◆ Task goal ◆
Output every entry exactly as it appears.

*** Opening Available data ***

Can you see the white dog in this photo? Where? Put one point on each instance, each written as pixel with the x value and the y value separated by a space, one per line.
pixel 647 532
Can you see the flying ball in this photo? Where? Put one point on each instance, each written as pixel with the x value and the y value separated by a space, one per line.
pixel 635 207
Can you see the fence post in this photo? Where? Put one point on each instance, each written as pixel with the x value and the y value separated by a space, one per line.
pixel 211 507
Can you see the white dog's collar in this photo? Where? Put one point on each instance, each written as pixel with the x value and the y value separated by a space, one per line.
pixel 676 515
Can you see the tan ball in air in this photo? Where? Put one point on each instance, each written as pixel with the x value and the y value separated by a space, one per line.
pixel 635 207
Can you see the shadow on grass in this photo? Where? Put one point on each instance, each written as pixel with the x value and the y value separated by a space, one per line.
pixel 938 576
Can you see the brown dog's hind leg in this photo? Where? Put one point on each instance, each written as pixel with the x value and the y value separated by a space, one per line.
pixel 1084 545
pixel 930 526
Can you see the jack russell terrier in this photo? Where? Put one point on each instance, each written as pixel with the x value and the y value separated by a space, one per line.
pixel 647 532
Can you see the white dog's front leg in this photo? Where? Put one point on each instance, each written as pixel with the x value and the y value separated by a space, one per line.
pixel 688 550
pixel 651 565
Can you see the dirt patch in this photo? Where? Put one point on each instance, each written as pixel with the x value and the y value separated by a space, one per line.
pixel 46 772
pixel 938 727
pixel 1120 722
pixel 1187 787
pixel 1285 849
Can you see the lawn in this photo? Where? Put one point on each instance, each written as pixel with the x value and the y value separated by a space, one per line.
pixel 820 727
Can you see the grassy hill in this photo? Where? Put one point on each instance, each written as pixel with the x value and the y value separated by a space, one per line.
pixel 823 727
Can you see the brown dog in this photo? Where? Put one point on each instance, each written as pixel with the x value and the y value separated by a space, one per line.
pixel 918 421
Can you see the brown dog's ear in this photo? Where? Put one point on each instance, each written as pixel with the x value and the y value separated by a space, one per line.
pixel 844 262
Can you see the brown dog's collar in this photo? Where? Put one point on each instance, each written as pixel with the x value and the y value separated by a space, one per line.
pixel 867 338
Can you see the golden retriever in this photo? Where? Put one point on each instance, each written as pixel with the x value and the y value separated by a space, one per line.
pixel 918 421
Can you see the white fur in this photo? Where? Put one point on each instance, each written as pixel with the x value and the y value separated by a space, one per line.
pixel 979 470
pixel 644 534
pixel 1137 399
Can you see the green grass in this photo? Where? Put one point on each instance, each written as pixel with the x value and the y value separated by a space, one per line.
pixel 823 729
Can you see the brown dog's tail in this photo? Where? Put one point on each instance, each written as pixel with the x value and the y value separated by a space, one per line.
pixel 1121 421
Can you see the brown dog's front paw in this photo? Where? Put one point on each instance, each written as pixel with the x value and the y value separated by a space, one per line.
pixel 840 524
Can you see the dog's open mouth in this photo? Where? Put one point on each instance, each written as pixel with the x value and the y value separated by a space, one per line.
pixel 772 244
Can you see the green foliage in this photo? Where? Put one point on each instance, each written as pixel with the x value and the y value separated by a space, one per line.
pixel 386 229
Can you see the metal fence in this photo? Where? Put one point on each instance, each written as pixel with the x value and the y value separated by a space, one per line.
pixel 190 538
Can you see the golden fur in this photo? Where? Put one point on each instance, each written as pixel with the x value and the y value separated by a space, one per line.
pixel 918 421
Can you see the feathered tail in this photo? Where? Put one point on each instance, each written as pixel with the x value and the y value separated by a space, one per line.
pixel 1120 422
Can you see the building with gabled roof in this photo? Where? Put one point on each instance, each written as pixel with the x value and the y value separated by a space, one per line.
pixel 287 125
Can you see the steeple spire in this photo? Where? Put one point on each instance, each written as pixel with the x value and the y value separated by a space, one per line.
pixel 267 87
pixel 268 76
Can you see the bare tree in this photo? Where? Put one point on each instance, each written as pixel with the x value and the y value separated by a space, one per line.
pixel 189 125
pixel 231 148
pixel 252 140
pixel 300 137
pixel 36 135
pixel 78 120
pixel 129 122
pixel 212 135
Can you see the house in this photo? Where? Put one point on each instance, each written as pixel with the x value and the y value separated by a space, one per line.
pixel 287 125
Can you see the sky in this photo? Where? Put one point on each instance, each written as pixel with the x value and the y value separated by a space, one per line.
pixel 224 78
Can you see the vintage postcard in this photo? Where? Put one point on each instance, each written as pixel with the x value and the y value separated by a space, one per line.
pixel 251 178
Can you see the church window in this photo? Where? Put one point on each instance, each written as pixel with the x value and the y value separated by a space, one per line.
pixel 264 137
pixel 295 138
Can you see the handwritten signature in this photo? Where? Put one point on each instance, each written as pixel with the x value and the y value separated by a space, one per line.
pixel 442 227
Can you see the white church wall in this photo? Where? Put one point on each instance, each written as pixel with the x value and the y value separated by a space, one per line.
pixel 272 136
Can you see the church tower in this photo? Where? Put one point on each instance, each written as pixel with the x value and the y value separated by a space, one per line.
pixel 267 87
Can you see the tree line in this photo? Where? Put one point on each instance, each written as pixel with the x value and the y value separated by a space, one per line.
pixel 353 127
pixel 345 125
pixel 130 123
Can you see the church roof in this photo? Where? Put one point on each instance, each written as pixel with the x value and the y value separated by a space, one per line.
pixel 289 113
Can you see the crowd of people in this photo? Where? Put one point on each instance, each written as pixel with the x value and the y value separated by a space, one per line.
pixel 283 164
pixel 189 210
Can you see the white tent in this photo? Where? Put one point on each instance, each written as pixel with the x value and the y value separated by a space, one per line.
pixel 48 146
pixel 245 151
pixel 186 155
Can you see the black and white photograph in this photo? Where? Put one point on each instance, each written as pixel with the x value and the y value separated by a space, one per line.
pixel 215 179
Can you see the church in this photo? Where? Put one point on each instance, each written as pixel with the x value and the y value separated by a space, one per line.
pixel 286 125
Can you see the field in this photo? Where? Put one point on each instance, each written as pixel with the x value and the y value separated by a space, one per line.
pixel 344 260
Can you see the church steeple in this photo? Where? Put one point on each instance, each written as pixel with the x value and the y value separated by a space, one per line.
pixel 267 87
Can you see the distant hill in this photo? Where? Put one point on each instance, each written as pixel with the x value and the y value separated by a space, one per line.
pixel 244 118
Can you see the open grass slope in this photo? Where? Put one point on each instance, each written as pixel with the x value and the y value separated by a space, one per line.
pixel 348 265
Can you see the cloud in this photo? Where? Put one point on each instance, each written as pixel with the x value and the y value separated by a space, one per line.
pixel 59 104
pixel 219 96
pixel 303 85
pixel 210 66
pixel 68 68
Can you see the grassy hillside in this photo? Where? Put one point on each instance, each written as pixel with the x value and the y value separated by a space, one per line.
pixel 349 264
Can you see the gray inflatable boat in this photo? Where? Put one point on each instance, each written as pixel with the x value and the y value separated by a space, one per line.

*** Closing Available data ***

◆ Expected output ◆
Can you see the white dog in this photo? Where? Put one point on each instance, each written as pixel with the x value and the y value separated by a space, one per line.
pixel 647 532
Can you see the flying ball in this photo? Where? Put one point on each instance, each written as pixel with the x value and the y value separated by a space, one per line.
pixel 635 207
Can you see the fence post in this photo? Where? Put one point on each instance, each written as pixel with the x value and the y value separated by a space, one per line.
pixel 211 507
Can you see the white dog's collar in this photo? Where? Put one point on each instance, each written as pixel with the x value and the y value separated by a space, one per line.
pixel 676 515
Can you see the tan ball in air in this photo? Where? Put one point on each instance, each written as pixel with the x value and the y value separated by a space, one per line.
pixel 635 207
Can you see the shadow on grass in this photo? Where? Put one point on each instance, each written as pixel with the x value and the y value separated by a space, one per line.
pixel 938 576
Can you see the brown dog's hind leg in this photo? Where? Put one point on each instance, each written as pixel with the x value and the y value separated by a space, one per line.
pixel 1084 545
pixel 930 526
Can you see the jack russell terrier in this photo? Where? Put one point on each instance, each written as pixel with the x value and the y value separated by a space, one per line.
pixel 647 532
Can you see the white dog's front leg in this photo? Where? Put one point on each instance, each written as pixel with the x value and the y value separated by a space, one per line.
pixel 688 550
pixel 651 565
Can you see the dirt patch in this photo? Where? Put one point on each instance, each written as pixel with the x value and the y value separated by a space, one per line.
pixel 46 772
pixel 938 727
pixel 1120 722
pixel 1187 787
pixel 1285 849
Can you see the lawn in this photo? Where? Put one point on each instance, each written as pixel with the x value and the y value separated by a space, one per line.
pixel 820 727
Can you see the grassy hill in this photo? Where? Put one point on each instance, each written as pixel with the x value and the y value separated by a space, one per line.
pixel 823 727
Can you see the brown dog in this photo? Where? Put one point on each instance, each written as pixel with the x value and the y value separated by a space, one per line.
pixel 918 421
Can you see the brown dog's ear in this photo? Where? Put one point on each instance, each written as pixel with the x value and the y value separated by a space, one per line.
pixel 844 262
Can you see the brown dog's collar in this photo? Where? Put one point on each instance, each written as pixel with the x value and the y value separated by a space, one per line.
pixel 867 338
Can you see the golden retriever in this photo? Where? Put one point on each instance, each written as pixel with the x value and the y value separated by a space, one per line.
pixel 918 421
Can you see the white fur in this photo? Where? Put one point on each instance, each written as pixel with the x value and the y value separated by a space, one per line.
pixel 979 470
pixel 644 534
pixel 1137 399
Can you see the green grass in this photo? Where? Put one point on each instance, each written as pixel with the x value and the y value separated by a space, one per line.
pixel 823 729
Can you see the brown dog's tail in this photo? Where? Put one point on each instance, each written as pixel with the x value and the y value separated by a space, one per line.
pixel 1121 421
Can you see the brown dog's front paw in this photo? Where? Put one point on each instance, each written as pixel with the x value and the y value separated by a space, one per line.
pixel 840 524
Can you see the dog's open mouth in this photo? Where? Put one point on each instance, each written as pixel with the x value and the y value separated by a space, one per line.
pixel 772 244
Can you see the green foliage in this photo? Where? Put one point on each instance, each written as pixel with the x value and the y value separated by a space, one per line.
pixel 386 229
Can you see the metal fence in this photo? Where? Put one point on each instance, each written as pixel with the x value and the y value separated by a space, one per line.
pixel 190 538
Can you see the golden fur in this photo? Where? Put one point on each instance, each written as pixel with the x value and the y value separated by a space, one per line.
pixel 918 421
Can you see the feathered tail in this photo? Where? Put one point on each instance, each written as pixel with the x value and the y value separated by a space, one per line.
pixel 1120 422
Can you see the building with gabled roof in this photo? Where? Put one point on each instance, each written as pixel with the x value and the y value separated by a space, one per line.
pixel 287 125
Can you see the steeple spire in this photo? Where? Put one point on each instance, each written as pixel with the x value and the y value separated by a space, one per line.
pixel 267 87
pixel 268 76
Can you see the bare tree in this photo? Where? Put one point on each instance, each written as pixel with the x value and the y value separated by a space, one per line.
pixel 189 125
pixel 231 148
pixel 252 140
pixel 300 137
pixel 36 135
pixel 78 120
pixel 129 122
pixel 212 135
Can you see the house in this photo? Where? Put one point on each instance, each written as pixel with the x value and the y value separated by a space, one per line.
pixel 287 125
Can you see the sky in this photo? Where? Put one point on each instance, each written as pixel with the x value and the y value separated by a space, one per line.
pixel 224 78
Can you see the vintage postcard in this photo? Where? Put one point on each instance, each written as pixel with the x value and the y value separated by a space, one per line.
pixel 251 178
Can you see the church window in this photo? Where? Put one point on each instance, each written as pixel with the x value and the y value separated by a space, one per line.
pixel 264 137
pixel 295 138
Can you see the handwritten signature in this photo? Where? Put one point on each instance, each written as pixel with the x value and the y value separated by a space, one per line.
pixel 442 227
Can you see the white church wall in this photo? Where? Put one point on each instance, each written as pixel with the x value and the y value separated by a space, one per line.
pixel 272 136
Can you see the church tower in this photo? Where? Put one point on each instance, each written as pixel with the x value and the y value separated by a space, one per line.
pixel 267 87
Can you see the tree line in this photo? Where? Put one point on each instance, each written as pixel with the x value and the y value separated by a space, one per line.
pixel 353 127
pixel 345 125
pixel 130 123
Can you see the church roof in this photo? Where? Put one point on each instance, each written as pixel with the x value and the y value separated by a space, one per line.
pixel 289 113
Can you see the crowd of people in this photo? Where? Put one point on each instance, each written as pixel with the x value and the y value separated by a space, one per line.
pixel 283 164
pixel 189 210
Can you see the white tent in this photo? Where? Put one point on each instance, each written as pixel with the x value and the y value separated by a space, one per line.
pixel 48 146
pixel 245 151
pixel 186 155
Can you see the black and white photograph in this photo? Where? Put one point on each instance, each written as pixel with the x value and the y value separated by a space, one per line.
pixel 215 179
Can you see the church in this photo? Where? Put one point on each instance, each written as pixel with the x value and the y value separated by a space, one per line.
pixel 286 125
Can you see the field in this photo? Where? Put one point on each instance, each written as pixel with the x value and the y value separated by a space, one per line.
pixel 344 260
Can you see the church steeple in this photo? Where? Put one point on each instance, each written as pixel with the x value and the y value separated by a space, one per line.
pixel 267 87
Can you see the distant hill in this photo? Where? Put one point on each instance, each written as pixel with the x value and the y value separated by a space, one per line.
pixel 244 118
Can you see the open grass slope in this photo? Where? Put one point on each instance, each written as pixel with the x value and the y value separated by a space, one per line.
pixel 348 265
Can you see the cloud in this photo? Where? Put one point on each instance, each written as pixel with the x value and the y value separated by a space, one per line.
pixel 59 104
pixel 219 96
pixel 303 85
pixel 210 66
pixel 68 68
Can you see the grassy hillside in this photo? Where? Put one point on each instance, each written as pixel with the x value and the y value separated by a space, one per line.
pixel 349 264
Can you see the gray inflatable boat in this photo? Where? Put one point on each instance, each written as pixel with the x value and the y value separated by a space, one per line.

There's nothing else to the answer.